# Start of TEXT EXTRACT

Oliver Mtukudzi (Zimbabwe): Shanda Soundtrack

Sheer Sound

This CD companion to the new documentary on the life and music of Tuku is icing on an already rich cake. Recorded live, it contains a take on his "Hear Me Lord" (recently covered by Tuku fan Bonnie Raitt) and many others. A joy for the ears.

Tabla Beat Science (USA-India-Ethiopia): Live in San Francisco at Stern Grove


The followup to Tala Matrix, this double CD takes the Tabla Beat Science experience to a live crowd, with electric results. Zakir Hussain's sizzling tabla combines with the exotic voice of Ethiopian star Gigi, the bass of Bill Laswell, and others including turntablism by DJ Disk. Veering from traditional Indian to pumped-up dance beats, this CD will challenge your feet to get up and groove.

Ozzie Kotani (Hawaii): To Honor a Queen

Dancing Cat

Quiet instrumentals aren't a mainstay of Spin the Globe, but this beautiful CD had to find a place on the list. For a longer review, click here.

Zawose & Brook (Tanzania-Canada): Assembly

Real World

Dr. Hukwe Zawose is a weighty singer on his own. Backed with the alchemic mixing talents of Michael Brook, he absolutely soars. The unique Tanzanian scales lie at the heart of this CD, which also features vocals by Zap Mama's Marie Daulne on several tracks. Horn blasts, powerful vocals, and great beats will have you turning this CD up loud.

# End of TEXT EXTRACT
# Start of GIVEN INFORMATION

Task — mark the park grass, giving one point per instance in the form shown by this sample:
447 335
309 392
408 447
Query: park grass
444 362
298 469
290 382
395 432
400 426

# End of GIVEN INFORMATION

Extend the world music album reviews by writing what comes next after their final sentence. The records were taken from a separate source.

Various Artists: The Silk Road-a musical caravan

Smithsonian Folkways

One of only two compilation CDs on my list, despite many strong contenders. Silk Road is a beautiful aural journey along old trade routes. Though many of these areas have modernized, the traditional music is still alive, and is captured here on two fine CDs from the trusted Smithsonian Folkways label. Compiled by Silk Road Project Director Yo-Yo Ma, the tracks range along the traditional road through Afghanistan, Iran, Mongolia, China, and beyond.

Los De Abajo (Mexico): Cybertronic Chilango Power

Luaka Bop

"Those from below" are delightfully difficult to categorize. This feisty band from Mexico City incorporates all kinds of urban sounds into their nonetheless distinctly Mexican sound, from street noises to hiphop beats. Consider this a preview of the musical future as the Hispanic population in the USA continues to grow.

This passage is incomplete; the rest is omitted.